> _Task to complete_
Can you quote, word for word, the data from its very beginning through the line containing "box: [222, 146, 282, 182]", with that line included?

(Segmentation mask data)
=-=-=

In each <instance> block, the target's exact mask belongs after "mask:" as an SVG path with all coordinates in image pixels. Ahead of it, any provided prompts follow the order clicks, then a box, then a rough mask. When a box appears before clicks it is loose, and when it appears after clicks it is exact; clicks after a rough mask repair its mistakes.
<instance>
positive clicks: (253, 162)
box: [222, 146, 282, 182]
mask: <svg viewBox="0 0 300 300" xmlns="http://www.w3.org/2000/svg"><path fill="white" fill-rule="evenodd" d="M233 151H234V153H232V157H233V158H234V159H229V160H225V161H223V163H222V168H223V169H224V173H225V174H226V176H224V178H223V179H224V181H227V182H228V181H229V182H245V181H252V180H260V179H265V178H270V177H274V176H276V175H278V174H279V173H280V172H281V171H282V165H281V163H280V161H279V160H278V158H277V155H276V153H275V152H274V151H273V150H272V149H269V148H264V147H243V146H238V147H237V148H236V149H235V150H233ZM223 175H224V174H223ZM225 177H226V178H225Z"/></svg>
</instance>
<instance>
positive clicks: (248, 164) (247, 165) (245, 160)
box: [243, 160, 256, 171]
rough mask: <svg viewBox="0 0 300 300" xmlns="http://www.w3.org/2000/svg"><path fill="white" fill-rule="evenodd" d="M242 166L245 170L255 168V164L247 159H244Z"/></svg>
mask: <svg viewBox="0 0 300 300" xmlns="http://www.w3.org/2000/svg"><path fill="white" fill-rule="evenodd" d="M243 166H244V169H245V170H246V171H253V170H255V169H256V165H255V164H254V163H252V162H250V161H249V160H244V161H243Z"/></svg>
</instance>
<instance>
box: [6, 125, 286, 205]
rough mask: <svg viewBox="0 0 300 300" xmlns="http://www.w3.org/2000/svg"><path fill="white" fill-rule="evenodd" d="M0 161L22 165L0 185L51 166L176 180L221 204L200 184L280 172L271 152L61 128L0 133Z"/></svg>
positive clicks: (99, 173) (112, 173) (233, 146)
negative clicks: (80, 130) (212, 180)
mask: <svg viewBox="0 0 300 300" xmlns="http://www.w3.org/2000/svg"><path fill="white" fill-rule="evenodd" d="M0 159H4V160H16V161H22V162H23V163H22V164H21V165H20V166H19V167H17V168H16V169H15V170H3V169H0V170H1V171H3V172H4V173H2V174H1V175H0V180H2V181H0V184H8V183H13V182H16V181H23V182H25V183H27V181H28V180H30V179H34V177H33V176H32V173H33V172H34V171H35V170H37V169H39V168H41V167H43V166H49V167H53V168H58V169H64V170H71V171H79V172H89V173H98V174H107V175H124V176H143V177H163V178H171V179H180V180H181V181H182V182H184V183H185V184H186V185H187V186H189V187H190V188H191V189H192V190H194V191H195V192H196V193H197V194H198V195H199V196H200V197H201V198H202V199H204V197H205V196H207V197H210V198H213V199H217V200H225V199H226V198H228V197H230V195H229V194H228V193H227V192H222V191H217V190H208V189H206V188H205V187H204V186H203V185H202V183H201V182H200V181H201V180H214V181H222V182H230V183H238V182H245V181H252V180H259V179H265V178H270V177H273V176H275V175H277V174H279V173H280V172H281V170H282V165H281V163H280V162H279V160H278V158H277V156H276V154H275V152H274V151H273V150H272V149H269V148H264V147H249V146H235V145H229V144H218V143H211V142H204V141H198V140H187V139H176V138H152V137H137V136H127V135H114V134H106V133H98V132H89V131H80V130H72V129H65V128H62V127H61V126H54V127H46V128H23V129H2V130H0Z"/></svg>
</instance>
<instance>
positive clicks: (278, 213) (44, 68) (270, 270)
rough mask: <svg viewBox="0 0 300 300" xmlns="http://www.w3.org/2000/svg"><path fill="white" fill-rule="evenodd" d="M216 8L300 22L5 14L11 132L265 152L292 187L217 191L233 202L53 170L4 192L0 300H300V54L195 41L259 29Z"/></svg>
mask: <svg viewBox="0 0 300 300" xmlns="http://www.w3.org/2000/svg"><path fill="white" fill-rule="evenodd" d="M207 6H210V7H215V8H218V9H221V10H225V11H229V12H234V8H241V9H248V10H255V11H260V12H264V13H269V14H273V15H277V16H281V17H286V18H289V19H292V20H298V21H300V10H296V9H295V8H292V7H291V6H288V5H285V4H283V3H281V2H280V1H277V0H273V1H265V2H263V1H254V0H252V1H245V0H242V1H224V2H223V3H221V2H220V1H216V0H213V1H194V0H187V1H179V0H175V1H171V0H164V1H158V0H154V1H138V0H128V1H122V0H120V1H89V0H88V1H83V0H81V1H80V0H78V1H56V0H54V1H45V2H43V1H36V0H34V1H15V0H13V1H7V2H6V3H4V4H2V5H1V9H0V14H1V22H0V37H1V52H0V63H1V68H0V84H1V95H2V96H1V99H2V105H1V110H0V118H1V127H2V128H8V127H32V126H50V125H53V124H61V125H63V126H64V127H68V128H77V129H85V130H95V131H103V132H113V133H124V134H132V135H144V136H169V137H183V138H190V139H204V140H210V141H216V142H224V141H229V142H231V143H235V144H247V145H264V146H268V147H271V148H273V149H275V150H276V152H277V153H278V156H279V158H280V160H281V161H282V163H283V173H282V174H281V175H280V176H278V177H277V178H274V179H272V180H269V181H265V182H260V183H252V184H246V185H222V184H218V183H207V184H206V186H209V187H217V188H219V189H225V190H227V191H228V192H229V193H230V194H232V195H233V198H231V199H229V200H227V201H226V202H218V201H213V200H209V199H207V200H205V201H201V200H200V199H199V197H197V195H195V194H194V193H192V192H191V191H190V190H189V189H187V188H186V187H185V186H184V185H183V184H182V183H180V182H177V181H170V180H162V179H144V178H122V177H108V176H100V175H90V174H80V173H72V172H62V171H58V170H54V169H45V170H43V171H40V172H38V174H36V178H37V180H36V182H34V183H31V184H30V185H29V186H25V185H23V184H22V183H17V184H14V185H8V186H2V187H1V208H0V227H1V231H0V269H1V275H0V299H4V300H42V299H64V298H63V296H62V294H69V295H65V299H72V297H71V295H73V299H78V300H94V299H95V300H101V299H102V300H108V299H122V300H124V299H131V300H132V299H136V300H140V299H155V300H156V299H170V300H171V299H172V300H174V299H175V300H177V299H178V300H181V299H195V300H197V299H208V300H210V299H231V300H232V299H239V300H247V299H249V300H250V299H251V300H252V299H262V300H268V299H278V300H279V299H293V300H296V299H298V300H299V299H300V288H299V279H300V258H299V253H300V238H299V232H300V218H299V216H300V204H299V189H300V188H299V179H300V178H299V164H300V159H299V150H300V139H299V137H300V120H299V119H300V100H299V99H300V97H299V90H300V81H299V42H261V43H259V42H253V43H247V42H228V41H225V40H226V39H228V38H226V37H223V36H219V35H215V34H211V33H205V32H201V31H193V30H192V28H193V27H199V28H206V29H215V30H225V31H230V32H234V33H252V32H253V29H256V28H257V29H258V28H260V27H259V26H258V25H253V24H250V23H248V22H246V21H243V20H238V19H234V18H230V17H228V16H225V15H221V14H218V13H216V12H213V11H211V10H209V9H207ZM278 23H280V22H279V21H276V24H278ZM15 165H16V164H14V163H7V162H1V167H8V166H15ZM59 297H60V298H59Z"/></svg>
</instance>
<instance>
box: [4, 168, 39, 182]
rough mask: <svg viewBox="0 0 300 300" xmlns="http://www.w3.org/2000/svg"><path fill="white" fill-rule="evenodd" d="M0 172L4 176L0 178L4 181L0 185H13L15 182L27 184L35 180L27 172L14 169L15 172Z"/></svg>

=-=-=

> _Response below_
In each <instance> block, the target's exact mask belongs after "mask:" as an SVG path with all coordinates in image pixels. Ahead of it, any provided prompts follow the order clicks, then a box, then a rough mask. When a box appears before clicks it is loose, and when it appears after clicks it is exact; clicks after a rough mask repair its mistakes.
<instance>
positive clicks: (253, 162)
box: [222, 146, 282, 182]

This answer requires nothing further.